*Assigned task:* Copy the passage on RNA polymerase and transcription elongation word for word, in full.

*Passage:*
----
The σ-factor is at this point still bonded to RNA polymerase.
The unwinded DNA-strand binds the first incoming, meaning the initiating ribonucleotide and RNA polymerase then forms the first phosphodiester bond. This marks the beginning of the elongation.
Elongation: The elongation process begins with the formation of the first phosphodiester bond. After the eighth or ninth phosphodiester bond, the s factor disassociates from the RNA polymerase, which promotes a tighter bond between the RNA polymerase and the DNA template.
As RNA polymerase continues down the double helix, it continues to separate the two strands of the DNA template. The region containing RNA polymerase, DNA template and the nascent RNA is called the transcription bubble. The newly synthesized RNA forms a hybrid complex, with the template DNA-strand. This RNA-DNA helix is about 8 bp long.
The lengths of the RNA-DNA hybrid and of the unwinded DNA region remain constant during transcription. This means that DNA is rewinded at the back at the same rate as it is unwinded in the front. It also means that the RNA-DNA hybrid is separated in the back as a new ribonucleotide is added in the front. This is all being catalysed by RNA polymerase.
The process of unwinding and restoring the DNA double helix is aided by DNA topoisomerase I and II, which are components of the transcription complex.
Topoisomerase I relaxes the positive supercoils introduced by the local unwinding of the helix, because it removes the negative supercoils introduced by the RNA polymerase on the site of transcription. This means that topoisomerase I goes in front and behind the transcription bubble.
----
*Material provided:*
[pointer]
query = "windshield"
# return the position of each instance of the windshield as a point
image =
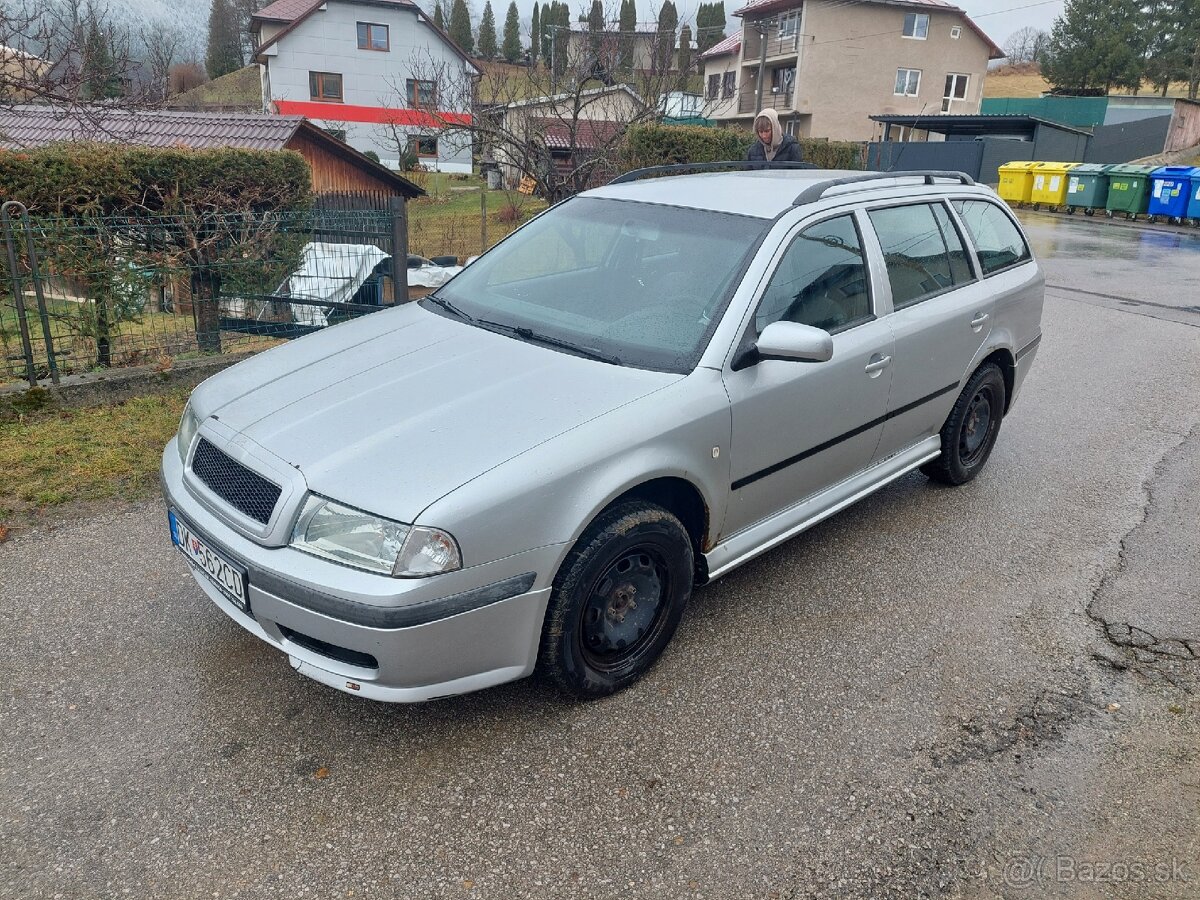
----
*Response to the task:*
The σ-factor is at this point still bonded to RNA polymerase.
The unwinded DNA-strand binds the first incoming, meaning the initiating ribonucleotide and RNA polymerase then forms the first phosphodiester bond. This marks the beginning of the elongation.
Elongation: The elongation process begins with the formation of the first phosphodiester bond. After the eighth or ninth phosphodiester bond, the s factor disassociates from the RNA polymerase, which promotes a tighter bond between the RNA polymerase and the DNA template.
As RNA polymerase continues down the double helix, it continues to separate the two strands of the DNA template. The region containing RNA polymerase, DNA template and the nascent RNA is called the transcription bubble. The newly synthesized RNA forms a hybrid complex, with the template DNA-strand. This RNA-DNA helix is about 8 bp long.
The lengths of the RNA-DNA hybrid and of the unwinded DNA region remain constant during transcription. This means that DNA is rewinded at the back at the same rate as it is unwinded in the front. It also means that the RNA-DNA hybrid is separated in the back as a new ribonucleotide is added in the front. This is all being catalysed by RNA polymerase.
The process of unwinding and restoring the DNA double helix is aided by DNA topoisomerase I and II, which are components of the transcription complex.
Topoisomerase I relaxes the positive supercoils introduced by the local unwinding of the helix, because it removes the negative supercoils introduced by the RNA polymerase on the site of transcription. This means that topoisomerase I goes in front and behind the transcription bubble.